このセロトニンが5-HT3受容体に作用して、これら症状を引き起こすのを阻害する働きをする薬剤が5-HT3受容体拮抗薬です。
5-HT3受容体拮抗薬を服用することで、過剰なセロトニンを抑制して、過敏性腸症候群による腹痛や便秘、下痢などの症状を改善していきます。
5-HT3受容体拮抗薬であるイリボーは飲み始めてから約2日で便の回数が減り始め、約1週間で腹痛が改善し始めたという報告があがっています。
「なかなか効かない」とすぐに薬剤をやめてしまうのではなく、効果を十分に感じるためにも飲み続けることが大切と言えるでしょう。
副作用と注意点
5-HT3受容体拮抗薬の副作用には吐き気や便秘、腹部膨満感などの消化器症状、発疹や蕁麻疹などが現れる皮膚症状などがあります。
重篤な副作用として、稀ではありますがアナフィラキシーショックや虚血性大腸炎などの報告があります。
加えて、お腹の張りや3日以上排便のないひどい便秘、腹痛などが長期間続いた時には腸閉塞が起きている可能性があるため、速やかに医師や薬剤師に相談してください。
さらに5-HT3受容体拮抗薬は妊婦は相対禁止、高齢者・子ども・授乳婦は注意して服用する必要があります。
飲み合わせに関しても、CYP1A2阻害剤や三環系抗うつ剤、フェノチアジン系薬剤を始めとする様々な薬剤で血中濃度の上昇や便秘などの副作用を強める可能性があるとされているため、他の薬剤と併用を希望する際には必ず医師や薬剤師に相談しましょう。
また、5-HT3受容体拮抗薬はセロトニンを阻害するため、うつ病になりやすいのではないかと不安になる方もいるようですが、精神を安定させるのは脳で分泌されるセロトニンです。
腸内で分泌されるセロトニンではないので、基本的に心配はいらないとされています。
5-HT3受容体拮抗薬以外の過敏性腸症候群の治療薬
過敏性腸症候群の治療には、5-HT3受容体拮抗薬以外の薬剤が選択される場合があります。
ここに挙げる薬剤は5-HT3受容体拮抗薬とは作用が異なり、中には併用することが可能なものもあります。
合成高分子化合物
合成高分子化合物はポリカルボフィルカルシウムなどを主成分とした、消化管内の水分量を調整して便の形や硬さを整える作用がある薬剤です。
下痢の時には便の水分を吸収して水様便になるのを防ぎ、反対に便秘の時には腸による水分の吸収を抑制して便を柔らかくして便通を改善するため、下痢型・便秘型を問わず使用できます。

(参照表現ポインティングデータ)
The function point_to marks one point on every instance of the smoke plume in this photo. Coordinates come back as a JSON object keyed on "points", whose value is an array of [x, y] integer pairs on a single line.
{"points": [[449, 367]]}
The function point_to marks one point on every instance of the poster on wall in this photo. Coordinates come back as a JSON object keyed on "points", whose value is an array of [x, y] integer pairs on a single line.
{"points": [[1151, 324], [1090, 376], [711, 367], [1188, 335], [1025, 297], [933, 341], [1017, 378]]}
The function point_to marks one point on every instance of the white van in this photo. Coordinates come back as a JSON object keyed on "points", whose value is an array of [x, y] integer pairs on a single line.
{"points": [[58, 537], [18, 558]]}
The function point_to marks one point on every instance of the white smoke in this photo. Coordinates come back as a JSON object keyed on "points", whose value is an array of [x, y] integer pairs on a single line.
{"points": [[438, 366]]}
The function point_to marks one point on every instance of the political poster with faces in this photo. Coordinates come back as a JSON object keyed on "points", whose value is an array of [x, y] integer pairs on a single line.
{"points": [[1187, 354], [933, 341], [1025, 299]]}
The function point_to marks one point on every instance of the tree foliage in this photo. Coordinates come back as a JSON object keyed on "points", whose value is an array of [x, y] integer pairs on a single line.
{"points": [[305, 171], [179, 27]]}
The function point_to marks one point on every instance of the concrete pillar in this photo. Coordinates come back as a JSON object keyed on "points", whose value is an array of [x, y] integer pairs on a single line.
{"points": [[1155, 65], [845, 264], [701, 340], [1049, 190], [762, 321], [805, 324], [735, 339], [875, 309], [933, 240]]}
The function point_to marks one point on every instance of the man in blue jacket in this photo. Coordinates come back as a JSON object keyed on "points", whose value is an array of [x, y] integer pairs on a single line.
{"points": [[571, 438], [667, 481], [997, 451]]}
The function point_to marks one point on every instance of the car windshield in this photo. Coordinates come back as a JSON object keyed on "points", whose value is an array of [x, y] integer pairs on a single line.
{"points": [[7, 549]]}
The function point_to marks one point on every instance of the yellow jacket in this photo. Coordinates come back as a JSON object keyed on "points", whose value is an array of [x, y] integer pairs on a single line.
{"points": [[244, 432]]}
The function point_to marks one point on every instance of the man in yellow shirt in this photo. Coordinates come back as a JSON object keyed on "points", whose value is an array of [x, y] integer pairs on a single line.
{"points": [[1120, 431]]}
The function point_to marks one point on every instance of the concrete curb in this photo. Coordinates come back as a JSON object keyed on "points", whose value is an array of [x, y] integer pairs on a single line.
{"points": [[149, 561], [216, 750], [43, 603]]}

## 演習問題
1. 過敏性腸症候群の治療薬に関する文章では、5-HT3受容体拮抗薬を服用してもうつ病を心配する必要は基本的にないとされています。その理由を、文章に沿って1〜3文で説明してください。
2. 過敏性腸症候群の治療薬に関する文章によると、イリボーを飲み始めてから約何日で便の回数が減り始めたと報告されていますか。
3. 過敏性腸症候群の治療薬に関する文章の続きを、最後の文の後から書いてください。
このリストは、ここでは使用しません。

## 解答一覧
1. 精神を安定させるのは脳で分泌されるセロトニンであり、腸内で分泌されるセロトニンではないからです。

2. 約2日です。

3.
比較的安全性が高いとされていますが、副作用として便秘や下痢、腹痛などの消化器症状や、発疹やかゆみなどの皮膚症状が現れる可能性があります。
また、術後イレウス、高カルシウム血症、腎結石などの患者さんへの使用は禁忌となっているため注意が必要です。
合成高分子化合物にはコロネルやポリフルといった製品が製造されています。
トリメブチンマレイン酸塩
トリメブチンマレイン酸塩は消化管平滑筋に作用する薬剤で、消化管の運動が過剰な時には抑制し、鈍っている時には働きを促すという消化管の運動を調節する効果があります。
過敏性腸症候群の便秘型・下痢型・混合型にも効果があるとされ、比較的安全な薬剤と言われています。
主な副作用には下痢や便秘などの消化器症状、蕁麻疹やかゆみなどの皮膚症状が報告されており、稀に肝機能障害を引き起こす可能性があるため、黄疸などの症状が現れた場合には速やかに医療機関を受診してください。
トリメブチンマレイン酸塩が配合されたセレキノンという製品は処方薬だけでなく、「セレキノンS」として市販薬も販売されています。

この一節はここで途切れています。